## [Short problem]
Rewrite the fan cable thread starting with "I'm trying to" and going on through "(Oct 10, 2006)", changing "adapter" to "converter".
--- BEGIN Text shown ---
# fan cable?



## unearth005 (Mar 1, 2008)

I'm trying to use a cheap raidmax 80mm fan in my computer. It only has 4 pin molex connector, however I want to hook it up to my fan controller which uses a smaller 3pin. I looked all over newegg and similar sites for some kind of adapter for 4pin molex (female) to 3pin (female) but can not find anything. Does something exist that will make that conversion? I thought it would be a fairly common cable but can't seem to find anything anywhere. The closest thing I found was 3pin (male) to 4 pin (female) which does not help me. Maybe i'll have to just spend the $5 for a new fan.:sigh:


----------



## Done_Fishin (Oct 10, 2006)

your molex probably on has two wires connected to it and will run at full speed. The 3 pin plugs are for use with speed controllers which might be direct on your motherboard or via a separate adapter/ controller. If you need to replace the connector purely so that it allows you to make the speed run without control, find a scrap fan with connector and carefully remove it. Make sure you replace colour with colour .. the red is 12V and the black is ground .. should you use any other method of connection the red from the fan should go to a yellow from the power supply / connector and NOT to a RED from the power supply / connector which is 5V

You only need to use the two wires from your fan in this case .. ignore the "old" third yellow wire which is for the speed control circuit (FAN CONTROLLERS ONLY!!!)


----------



## unearth005 (Mar 1, 2008)

So there is no way to control a fan that only has a red and a black wire? The fan itself does not have a yellow wire and I want to hook it up to the 6th slot on my fan controller.
--- END Text shown ---
--- BEGIN Supplied data ---
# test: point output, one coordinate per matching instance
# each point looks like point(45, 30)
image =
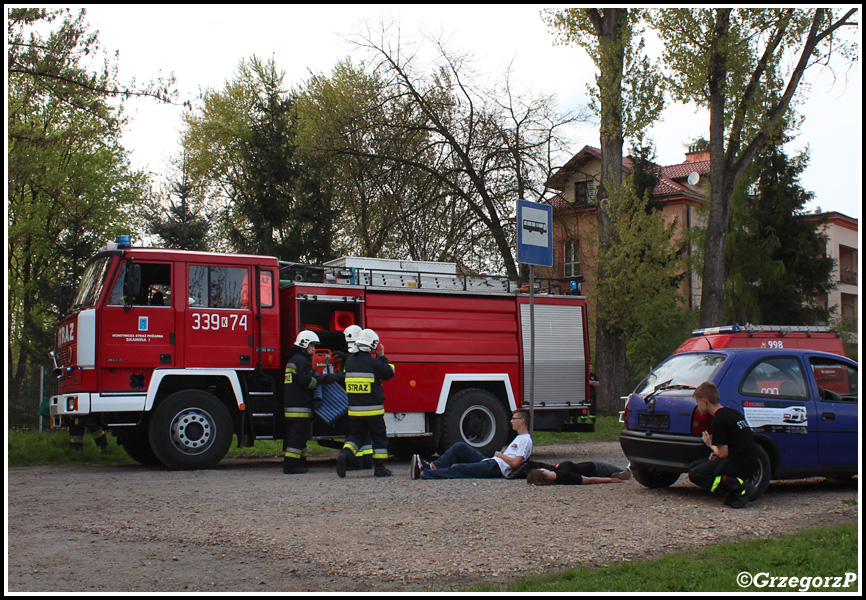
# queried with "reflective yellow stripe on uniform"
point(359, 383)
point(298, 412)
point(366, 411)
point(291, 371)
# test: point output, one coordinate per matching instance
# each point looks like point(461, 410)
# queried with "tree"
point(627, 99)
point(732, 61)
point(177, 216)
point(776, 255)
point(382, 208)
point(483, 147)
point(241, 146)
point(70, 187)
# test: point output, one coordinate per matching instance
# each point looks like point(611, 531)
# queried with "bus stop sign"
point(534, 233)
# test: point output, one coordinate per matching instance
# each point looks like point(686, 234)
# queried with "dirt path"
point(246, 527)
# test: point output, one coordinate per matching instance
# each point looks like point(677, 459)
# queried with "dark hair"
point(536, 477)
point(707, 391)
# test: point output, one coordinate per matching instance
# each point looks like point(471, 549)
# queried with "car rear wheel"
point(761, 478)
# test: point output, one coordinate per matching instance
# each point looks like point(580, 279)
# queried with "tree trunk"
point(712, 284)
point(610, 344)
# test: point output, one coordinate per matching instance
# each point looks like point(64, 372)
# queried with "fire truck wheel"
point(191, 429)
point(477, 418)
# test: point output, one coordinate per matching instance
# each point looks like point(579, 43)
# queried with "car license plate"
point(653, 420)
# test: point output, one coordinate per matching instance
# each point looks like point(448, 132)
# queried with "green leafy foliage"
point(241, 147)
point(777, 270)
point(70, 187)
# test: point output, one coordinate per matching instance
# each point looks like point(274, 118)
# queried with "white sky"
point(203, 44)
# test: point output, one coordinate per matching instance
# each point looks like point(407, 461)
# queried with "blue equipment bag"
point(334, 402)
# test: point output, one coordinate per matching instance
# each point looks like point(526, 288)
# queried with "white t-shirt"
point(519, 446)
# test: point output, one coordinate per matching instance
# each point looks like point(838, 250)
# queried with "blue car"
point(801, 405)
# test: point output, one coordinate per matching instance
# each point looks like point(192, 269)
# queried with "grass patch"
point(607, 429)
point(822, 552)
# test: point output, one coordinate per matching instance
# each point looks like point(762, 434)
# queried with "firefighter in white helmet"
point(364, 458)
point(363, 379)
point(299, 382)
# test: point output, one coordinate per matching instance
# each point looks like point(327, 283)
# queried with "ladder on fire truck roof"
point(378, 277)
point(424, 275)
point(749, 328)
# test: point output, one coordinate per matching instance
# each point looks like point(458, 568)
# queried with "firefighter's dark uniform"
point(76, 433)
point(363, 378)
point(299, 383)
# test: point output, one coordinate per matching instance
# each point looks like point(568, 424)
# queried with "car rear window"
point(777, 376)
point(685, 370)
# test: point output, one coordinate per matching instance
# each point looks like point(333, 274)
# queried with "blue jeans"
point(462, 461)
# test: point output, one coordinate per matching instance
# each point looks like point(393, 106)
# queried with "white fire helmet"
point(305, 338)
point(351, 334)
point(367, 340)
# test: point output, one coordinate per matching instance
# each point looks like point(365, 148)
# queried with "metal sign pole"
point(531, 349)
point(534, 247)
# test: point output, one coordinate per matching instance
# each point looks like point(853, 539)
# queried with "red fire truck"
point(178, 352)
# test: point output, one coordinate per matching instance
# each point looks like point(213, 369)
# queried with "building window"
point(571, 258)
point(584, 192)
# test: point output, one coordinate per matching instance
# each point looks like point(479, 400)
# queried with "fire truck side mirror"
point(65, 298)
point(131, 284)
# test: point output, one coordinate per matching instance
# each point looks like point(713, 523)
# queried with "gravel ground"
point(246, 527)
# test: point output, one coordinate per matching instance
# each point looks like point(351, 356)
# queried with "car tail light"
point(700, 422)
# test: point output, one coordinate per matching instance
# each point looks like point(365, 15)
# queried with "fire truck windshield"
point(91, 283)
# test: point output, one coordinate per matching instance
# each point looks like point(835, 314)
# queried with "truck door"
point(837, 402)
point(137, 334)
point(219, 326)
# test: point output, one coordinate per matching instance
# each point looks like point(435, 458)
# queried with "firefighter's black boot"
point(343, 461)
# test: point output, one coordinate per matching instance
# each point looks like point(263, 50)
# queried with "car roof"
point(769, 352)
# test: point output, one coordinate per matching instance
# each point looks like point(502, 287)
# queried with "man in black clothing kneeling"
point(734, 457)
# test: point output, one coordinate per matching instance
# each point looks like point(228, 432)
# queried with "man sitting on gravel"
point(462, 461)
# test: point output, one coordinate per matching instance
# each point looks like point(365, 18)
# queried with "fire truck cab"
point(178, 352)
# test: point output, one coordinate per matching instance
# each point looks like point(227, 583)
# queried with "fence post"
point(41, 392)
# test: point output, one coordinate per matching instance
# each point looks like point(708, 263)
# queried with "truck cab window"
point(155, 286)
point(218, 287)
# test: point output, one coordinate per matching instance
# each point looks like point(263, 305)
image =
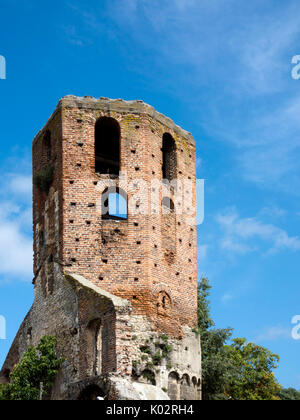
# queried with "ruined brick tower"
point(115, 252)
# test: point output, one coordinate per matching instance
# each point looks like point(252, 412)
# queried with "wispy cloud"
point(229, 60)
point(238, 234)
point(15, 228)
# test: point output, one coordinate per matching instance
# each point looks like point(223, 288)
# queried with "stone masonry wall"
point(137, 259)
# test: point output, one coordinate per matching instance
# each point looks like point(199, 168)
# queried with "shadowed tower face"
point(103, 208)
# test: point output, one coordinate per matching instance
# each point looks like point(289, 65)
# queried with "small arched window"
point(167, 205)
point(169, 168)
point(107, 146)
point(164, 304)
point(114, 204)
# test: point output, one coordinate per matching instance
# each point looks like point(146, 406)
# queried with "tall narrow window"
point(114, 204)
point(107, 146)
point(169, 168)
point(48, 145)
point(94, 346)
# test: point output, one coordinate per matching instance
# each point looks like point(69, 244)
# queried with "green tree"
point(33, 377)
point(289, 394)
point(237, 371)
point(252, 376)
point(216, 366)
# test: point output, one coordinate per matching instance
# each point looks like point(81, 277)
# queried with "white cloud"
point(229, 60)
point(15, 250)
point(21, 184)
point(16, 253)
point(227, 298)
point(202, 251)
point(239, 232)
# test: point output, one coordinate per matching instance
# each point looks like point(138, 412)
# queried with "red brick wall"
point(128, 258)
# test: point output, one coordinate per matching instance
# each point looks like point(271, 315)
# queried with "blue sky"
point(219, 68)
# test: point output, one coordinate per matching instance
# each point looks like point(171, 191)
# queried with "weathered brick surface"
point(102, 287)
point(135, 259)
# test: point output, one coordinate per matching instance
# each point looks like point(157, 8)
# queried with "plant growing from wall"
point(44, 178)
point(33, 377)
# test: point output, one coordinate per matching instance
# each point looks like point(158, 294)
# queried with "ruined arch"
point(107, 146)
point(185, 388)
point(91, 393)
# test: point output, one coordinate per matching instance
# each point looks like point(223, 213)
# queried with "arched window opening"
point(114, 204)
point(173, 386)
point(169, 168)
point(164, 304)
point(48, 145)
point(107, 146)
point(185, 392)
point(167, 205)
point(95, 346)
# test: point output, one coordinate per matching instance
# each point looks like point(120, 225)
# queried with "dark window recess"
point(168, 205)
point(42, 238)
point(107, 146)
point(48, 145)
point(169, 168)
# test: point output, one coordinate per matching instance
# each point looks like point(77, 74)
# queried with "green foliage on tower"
--- END Supplied data ---
## [Result of this task]
I'm trying to use a cheap raidmax 80mm fan in my computer. It only has 4 pin molex connector, however I want to hook it up to my fan controller which uses a smaller 3pin. I looked all over newegg and similar sites for some kind of converter for 4pin molex (female) to 3pin (female) but can not find anything. Does something exist that will make that conversion? I thought it would be a fairly common cable but can't seem to find anything anywhere. The closest thing I found was 3pin (male) to 4 pin (female) which does not help me. Maybe i'll have to just spend the $5 for a new fan.:sigh:


----------



## Done_Fishin (Oct 10, 2006)